EYLÜL SÖZCÜKLERİ
Yokluklarımız kimselerinkine benzemez olmaya başlamışsa, bir şeylerin bizi ilk acıtmaya başladığı yaşlardayız demektir. Büyümüşüzdür artık. İşte ben de bu gerçeği biliyor ve bekliyorum her seferinde: Yollarını, izlerini, seslerini, gitmelerini, gelmelerini… Her seferinde, beni biraz daha yoracak gelmelerini/ gitmek için kalmalarını. Eylül’e düşen sesini, yorgun yüzünü, aynadaki hüznünü ve sen gittiğinde arkandan gelecek tüm sözcüklerini…
GİTMEK/ Yokluğun en üşüten yüzü
Birileri her gittiğinde yokluğa biraz daha alışıyor insan. Ne garip değil mi? Eskiden yanımızda olmadan yapamayacağını düşündüğümüz insanlar, bir de bakıyoruz artık yoklar.
Giderken götürmeyi unuttukları gölgelerin hayali incitse de her yanımızı, artık bir yanılsamadan ibaret oluyor yaşananlar: Yaşlarını, burçlarını, adlarının anlamını, telefon numaralarını, kaç kardeş olduklarını, yeme-içme zevklerini, çayı şekerli mi şekersiz mi içtiklerini -haklarındaki birçok şey gibi- unutuveriyoruz. Sanki adres defterlerimizde hiç yer almamışlar gibi, onları hafıza kayıtlarımızdan da çıkarıveriyoruz. Hem de bir çırpıda…
İşte, böyle arkadaşım!

### Veri satırları

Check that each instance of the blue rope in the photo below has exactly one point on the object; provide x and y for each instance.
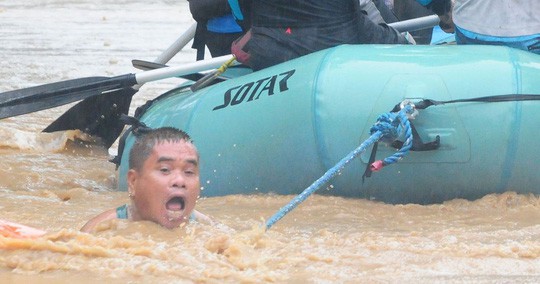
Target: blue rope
(388, 127)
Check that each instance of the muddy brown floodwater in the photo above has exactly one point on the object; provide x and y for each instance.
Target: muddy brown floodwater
(58, 181)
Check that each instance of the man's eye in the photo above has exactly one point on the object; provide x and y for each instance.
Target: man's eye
(164, 170)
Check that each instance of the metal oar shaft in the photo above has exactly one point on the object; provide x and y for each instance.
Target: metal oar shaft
(187, 68)
(416, 24)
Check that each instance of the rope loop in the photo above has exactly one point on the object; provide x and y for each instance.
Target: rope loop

### Yönergeler
1) Alıntılanan metne göre şu soruları yanıtlayın:
(a) "GİTMEK" sözcüğü yokluğun hangi yüzü olarak nitelenir?
(b) Birileri her gittiğinde insan neye biraz daha alışır?
(c) Gidenler hakkında unutulan şeyler arasında çayla ilgili hangi bilgi sayılır?
2) Alıntılanan metnin "EYLÜL SÖZCÜKLERİ" ile başlayıp "bakıyoruz artık yoklar." ile biten bölümünü hiç değiştirmeden yeniden yazın.
3) Gidenler ve yokluk üzerine olan bu yazıyı son cümlesinden sonra sürdürün.
Kayıtlar başka bir kaynaktan alınmıştır.

### Yanıtlar
1)
(a) Yokluğun en üşüten yüzü.
(b) Yokluğa.
(c) Çayı şekerli mi şekersiz mi içtikleri.

2)
EYLÜL SÖZCÜKLERİ
Yokluklarımız kimselerinkine benzemez olmaya başlamışsa, bir şeylerin bizi ilk acıtmaya başladığı yaşlardayız demektir. Büyümüşüzdür artık. İşte ben de bu gerçeği biliyor ve bekliyorum her seferinde: Yollarını, izlerini, seslerini, gitmelerini, gelmelerini… Her seferinde, beni biraz daha yoracak gelmelerini/ gitmek için kalmalarını. Eylül’e düşen sesini, yorgun yüzünü, aynadaki hüznünü ve sen gittiğinde arkandan gelecek tüm sözcüklerini…
GİTMEK/ Yokluğun en üşüten yüzü
Birileri her gittiğinde yokluğa biraz daha alışıyor insan. Ne garip değil mi? Eskiden yanımızda olmadan yapamayacağını düşündüğümüz insanlar, bir de bakıyoruz artık yoklar.

3)
Gittiğinden beri, ne çok alıştım yokluğuna bir bilsen! Her gittiğinde yokluğuna biraz daha alıştırdın beni çünkü. Eskiden, yanımda sen olmadan, eksik kalıp tamamlanamayacağımı düşünürdüm hep. Şimdilerde ise bunun bir yanılsamadan ibaret olduğunu görüyorum.
Bir kısır döngüden başka bir şey değil bu: Gidersin-yoksundur/yoksundur-gitmişsindir/gidenler yoktur-yok olan gidenlerdir/gidenler yokluktur- yokluklar gidendir/ gitmeler yok olmaktadır- yok olmak gitmelerdedir…
Biliyorum! Artık, gittiklerinden dolayı geride kalanlar için kendimi yıpratmanın, zamanın aşındırdığı tozlu yaprakları çevirip durmanın bir anlamı yok. Yeni bir yaprak açmak hayata, her zaman işe yarar. Ben de öyle yapıyorum artık. Sen de öyle yap olur mu? Sevgili arkadaşım!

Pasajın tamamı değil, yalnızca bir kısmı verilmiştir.